++++ SOURCE DATA
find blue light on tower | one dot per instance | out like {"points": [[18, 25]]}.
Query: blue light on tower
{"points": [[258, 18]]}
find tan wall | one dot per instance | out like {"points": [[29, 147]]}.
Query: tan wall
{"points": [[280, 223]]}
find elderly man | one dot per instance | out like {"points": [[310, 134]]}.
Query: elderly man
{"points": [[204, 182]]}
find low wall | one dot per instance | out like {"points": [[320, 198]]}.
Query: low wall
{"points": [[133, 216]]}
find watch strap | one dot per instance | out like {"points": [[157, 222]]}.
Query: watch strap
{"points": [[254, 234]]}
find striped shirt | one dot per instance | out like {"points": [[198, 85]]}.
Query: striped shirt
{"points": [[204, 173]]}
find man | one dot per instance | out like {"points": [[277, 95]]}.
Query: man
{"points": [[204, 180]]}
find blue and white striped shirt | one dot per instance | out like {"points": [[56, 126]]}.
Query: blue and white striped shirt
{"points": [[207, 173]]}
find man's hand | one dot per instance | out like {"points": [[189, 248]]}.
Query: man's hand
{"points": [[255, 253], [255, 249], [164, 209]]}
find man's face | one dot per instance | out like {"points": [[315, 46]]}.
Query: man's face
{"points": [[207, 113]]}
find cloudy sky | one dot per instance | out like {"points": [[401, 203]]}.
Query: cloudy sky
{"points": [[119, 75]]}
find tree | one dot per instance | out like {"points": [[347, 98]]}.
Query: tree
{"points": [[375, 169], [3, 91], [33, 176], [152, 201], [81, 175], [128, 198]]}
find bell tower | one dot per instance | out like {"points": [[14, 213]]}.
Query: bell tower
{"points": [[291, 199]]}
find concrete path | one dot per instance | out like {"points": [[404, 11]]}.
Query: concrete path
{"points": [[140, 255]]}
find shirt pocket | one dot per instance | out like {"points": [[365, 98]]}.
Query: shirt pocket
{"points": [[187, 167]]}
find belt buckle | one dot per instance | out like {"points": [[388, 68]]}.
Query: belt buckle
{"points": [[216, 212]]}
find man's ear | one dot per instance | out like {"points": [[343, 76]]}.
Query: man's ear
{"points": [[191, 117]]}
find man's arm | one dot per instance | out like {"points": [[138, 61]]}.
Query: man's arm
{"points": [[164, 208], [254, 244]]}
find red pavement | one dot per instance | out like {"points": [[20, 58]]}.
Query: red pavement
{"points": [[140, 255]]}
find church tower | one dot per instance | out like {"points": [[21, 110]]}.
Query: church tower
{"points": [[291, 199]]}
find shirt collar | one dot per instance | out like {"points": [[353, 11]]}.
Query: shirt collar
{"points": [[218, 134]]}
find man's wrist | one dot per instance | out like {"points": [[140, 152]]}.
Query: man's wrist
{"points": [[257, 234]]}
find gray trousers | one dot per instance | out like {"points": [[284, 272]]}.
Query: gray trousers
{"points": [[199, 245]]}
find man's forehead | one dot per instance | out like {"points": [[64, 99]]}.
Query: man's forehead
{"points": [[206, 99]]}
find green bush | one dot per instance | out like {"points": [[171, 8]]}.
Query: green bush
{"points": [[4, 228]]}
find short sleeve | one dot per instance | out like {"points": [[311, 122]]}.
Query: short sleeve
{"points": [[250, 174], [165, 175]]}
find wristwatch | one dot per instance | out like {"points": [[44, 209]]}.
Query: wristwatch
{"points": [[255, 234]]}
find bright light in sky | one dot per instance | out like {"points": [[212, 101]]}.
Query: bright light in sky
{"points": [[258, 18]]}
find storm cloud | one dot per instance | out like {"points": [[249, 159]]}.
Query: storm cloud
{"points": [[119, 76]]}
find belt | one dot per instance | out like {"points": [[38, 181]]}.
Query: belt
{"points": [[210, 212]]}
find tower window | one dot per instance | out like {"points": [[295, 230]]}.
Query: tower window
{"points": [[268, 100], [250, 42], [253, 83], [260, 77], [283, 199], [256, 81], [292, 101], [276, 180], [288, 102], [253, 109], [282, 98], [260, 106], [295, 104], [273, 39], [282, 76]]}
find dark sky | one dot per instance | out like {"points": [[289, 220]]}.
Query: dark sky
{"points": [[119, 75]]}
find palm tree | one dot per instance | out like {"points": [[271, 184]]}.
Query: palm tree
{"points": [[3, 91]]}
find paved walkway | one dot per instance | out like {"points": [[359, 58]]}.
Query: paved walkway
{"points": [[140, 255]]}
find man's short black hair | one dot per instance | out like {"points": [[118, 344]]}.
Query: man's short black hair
++++++++
__EXERCISE AIM__
Retype, exactly and only, the lines running from the one with "find dark sky" through the final line of the listing above.

__EXERCISE ANSWER__
find dark sky | one dot per instance | out like {"points": [[289, 220]]}.
Query: dark sky
{"points": [[119, 75]]}
find palm tree | one dot per instance | out like {"points": [[271, 184]]}.
Query: palm tree
{"points": [[3, 91]]}
find paved walkway | one dot per instance | out like {"points": [[359, 58]]}.
Query: paved walkway
{"points": [[140, 255]]}
find man's short black hair | one dot per instance | out like {"points": [[118, 344]]}.
Query: man's short black hair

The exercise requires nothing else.